◆ **TEXTE À LIRE**:
Prise de décision – Rangez votre boule de cristal

Nous avons trop confiance dans nos propres prédictions.

Chip & Dan Heath1, p.29

Pour ce dernier article, les auteurs nous invitent à ne pas tomber dans le piège de l’excès de confiance. Ils nous orientent vers une posture d’humilité vis-à-vis de nos capacités à prédire l’avenir. Nous ne savons pas exactement de quoi l’avenir sera fait. Nos prédictions peuvent s’avérer exactes ou fausses.

« Cela ne peut pas marcher », « Cela va être une totale réussite », « Il est évident que je ne peux pas occuper de telles fonctions, je vais me planter », « Si je parviens à avoir ce poste, je vais avoir la carrière que je désire. », etc.

En étant convaincus de nos prévisions (ou en faisant l’autruche sur la question), nous courons 3 risques :

  • Une mauvaise anticipation des situations rencontrées (problématiques ou le contraire),
  • Celui d’ignorer les signaux préalables à un échec ou à un succès,
  • Être pris au dépourvu.

◆ **OBJECTIFS**:
1 > Que dit le texte sur la prise de décision ?
(a) Envers quoi les auteurs nous orientent-ils vers une posture d'humilité ?
(b) Combien de risques courons-nous en étant convaincus de nos prévisions ?
(c) Quel est le dernier de ces risques dans la liste ?
2 > Dans le texte sur la prise de décision, extrayez tout ce qui va de « Chip & Dan Heath1, p.29 » jusqu'à « exactes ou fausses. ».
Les entrées ne servent à rien ici.

◆ **DONNÉES EXTRAITES**:
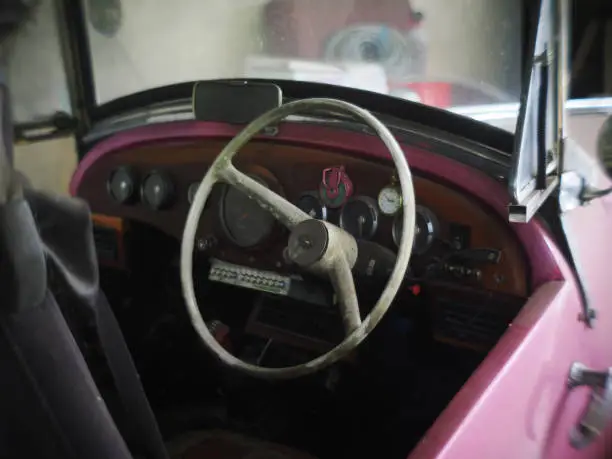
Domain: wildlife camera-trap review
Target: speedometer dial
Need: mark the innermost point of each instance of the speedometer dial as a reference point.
(244, 222)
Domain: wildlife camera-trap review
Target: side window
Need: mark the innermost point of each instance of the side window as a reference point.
(36, 72)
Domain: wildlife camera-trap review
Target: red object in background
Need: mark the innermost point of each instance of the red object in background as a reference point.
(301, 29)
(435, 94)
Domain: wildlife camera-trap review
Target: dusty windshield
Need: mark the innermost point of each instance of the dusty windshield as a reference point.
(439, 52)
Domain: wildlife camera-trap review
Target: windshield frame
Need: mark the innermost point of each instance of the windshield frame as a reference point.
(81, 67)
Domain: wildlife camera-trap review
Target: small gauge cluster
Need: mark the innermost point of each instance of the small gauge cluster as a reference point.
(361, 215)
(156, 189)
(247, 225)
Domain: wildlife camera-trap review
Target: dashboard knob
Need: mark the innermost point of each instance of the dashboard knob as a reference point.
(157, 190)
(122, 184)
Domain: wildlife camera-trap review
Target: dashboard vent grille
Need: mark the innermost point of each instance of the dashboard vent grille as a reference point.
(479, 325)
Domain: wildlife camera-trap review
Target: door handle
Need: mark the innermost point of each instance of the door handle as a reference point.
(599, 411)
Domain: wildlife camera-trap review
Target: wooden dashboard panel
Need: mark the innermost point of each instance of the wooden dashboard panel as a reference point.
(293, 170)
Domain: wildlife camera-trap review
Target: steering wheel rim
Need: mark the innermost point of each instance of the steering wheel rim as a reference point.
(222, 170)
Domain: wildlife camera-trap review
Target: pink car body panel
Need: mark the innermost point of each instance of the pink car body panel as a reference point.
(517, 404)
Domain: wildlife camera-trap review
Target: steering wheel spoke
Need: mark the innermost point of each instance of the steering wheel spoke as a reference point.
(284, 211)
(344, 285)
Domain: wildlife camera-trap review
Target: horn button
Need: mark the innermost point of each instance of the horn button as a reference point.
(308, 243)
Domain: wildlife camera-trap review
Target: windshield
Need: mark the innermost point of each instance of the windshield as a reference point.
(448, 54)
(438, 52)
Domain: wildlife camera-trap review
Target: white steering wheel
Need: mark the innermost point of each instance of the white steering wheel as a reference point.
(316, 246)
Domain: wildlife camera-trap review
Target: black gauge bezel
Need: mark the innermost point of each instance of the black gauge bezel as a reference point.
(315, 195)
(171, 195)
(222, 220)
(372, 205)
(133, 195)
(433, 228)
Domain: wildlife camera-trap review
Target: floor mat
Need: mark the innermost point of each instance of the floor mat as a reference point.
(219, 444)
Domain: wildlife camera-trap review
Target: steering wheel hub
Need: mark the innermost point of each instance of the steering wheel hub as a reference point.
(308, 243)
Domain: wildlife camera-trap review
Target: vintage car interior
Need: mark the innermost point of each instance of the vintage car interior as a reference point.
(324, 269)
(469, 276)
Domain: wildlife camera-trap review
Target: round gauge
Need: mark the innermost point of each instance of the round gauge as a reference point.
(390, 200)
(157, 190)
(121, 185)
(310, 203)
(244, 222)
(359, 217)
(191, 191)
(425, 232)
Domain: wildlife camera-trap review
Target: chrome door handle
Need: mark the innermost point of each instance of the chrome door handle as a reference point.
(599, 411)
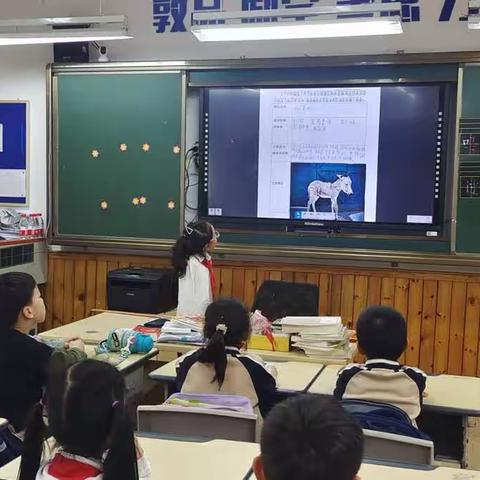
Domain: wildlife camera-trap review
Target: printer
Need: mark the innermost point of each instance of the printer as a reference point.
(142, 290)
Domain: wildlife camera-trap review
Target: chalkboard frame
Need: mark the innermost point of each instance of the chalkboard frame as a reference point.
(54, 233)
(231, 246)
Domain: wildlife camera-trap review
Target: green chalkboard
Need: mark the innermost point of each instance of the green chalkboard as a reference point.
(468, 212)
(116, 170)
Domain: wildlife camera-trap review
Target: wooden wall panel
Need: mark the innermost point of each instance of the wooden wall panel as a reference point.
(442, 309)
(457, 326)
(472, 330)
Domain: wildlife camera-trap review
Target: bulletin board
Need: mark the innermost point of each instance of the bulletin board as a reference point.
(14, 153)
(117, 163)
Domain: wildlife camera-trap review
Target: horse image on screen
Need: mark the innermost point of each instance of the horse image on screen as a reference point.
(327, 191)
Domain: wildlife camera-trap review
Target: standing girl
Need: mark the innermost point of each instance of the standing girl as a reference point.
(193, 265)
(89, 422)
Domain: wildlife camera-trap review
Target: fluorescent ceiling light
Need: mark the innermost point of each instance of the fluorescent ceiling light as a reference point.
(30, 31)
(313, 28)
(474, 18)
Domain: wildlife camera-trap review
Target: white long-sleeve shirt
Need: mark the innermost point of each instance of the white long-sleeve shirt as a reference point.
(194, 288)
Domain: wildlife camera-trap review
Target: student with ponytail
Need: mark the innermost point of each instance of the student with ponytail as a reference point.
(23, 359)
(88, 419)
(221, 367)
(193, 265)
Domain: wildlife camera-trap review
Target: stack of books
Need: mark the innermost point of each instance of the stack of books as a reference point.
(323, 338)
(182, 330)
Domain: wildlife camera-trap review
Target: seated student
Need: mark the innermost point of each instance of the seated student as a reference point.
(88, 419)
(382, 337)
(193, 265)
(309, 437)
(220, 367)
(23, 359)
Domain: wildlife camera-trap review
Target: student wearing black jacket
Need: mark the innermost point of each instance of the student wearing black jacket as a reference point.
(23, 359)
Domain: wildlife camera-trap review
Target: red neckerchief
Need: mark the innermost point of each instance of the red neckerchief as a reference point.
(207, 262)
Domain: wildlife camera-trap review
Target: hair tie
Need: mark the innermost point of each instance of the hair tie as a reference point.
(221, 327)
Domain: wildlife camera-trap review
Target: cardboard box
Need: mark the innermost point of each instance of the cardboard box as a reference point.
(261, 342)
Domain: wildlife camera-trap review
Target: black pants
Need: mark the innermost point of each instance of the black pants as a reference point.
(10, 446)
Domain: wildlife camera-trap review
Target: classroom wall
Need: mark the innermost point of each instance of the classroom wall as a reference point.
(22, 77)
(442, 310)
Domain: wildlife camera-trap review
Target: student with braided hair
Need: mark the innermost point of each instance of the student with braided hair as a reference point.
(221, 367)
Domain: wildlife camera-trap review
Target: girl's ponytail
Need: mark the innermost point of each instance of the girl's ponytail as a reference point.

◆ **RÉPONSES PAR TÂCHE**:
1 >
(a) Envers nos capacités à prédire l'avenir.
(b) Trois risques.
(c) Être pris au dépourvu.

2 >
Chip & Dan Heath1, p.29

Pour ce dernier article, les auteurs nous invitent à ne pas tomber dans le piège de l’excès de confiance. Ils nous orientent vers une posture d’humilité vis-à-vis de nos capacités à prédire l’avenir. Nous ne savons pas exactement de quoi l’avenir sera fait. Nos prédictions peuvent s’avérer exactes ou fausses.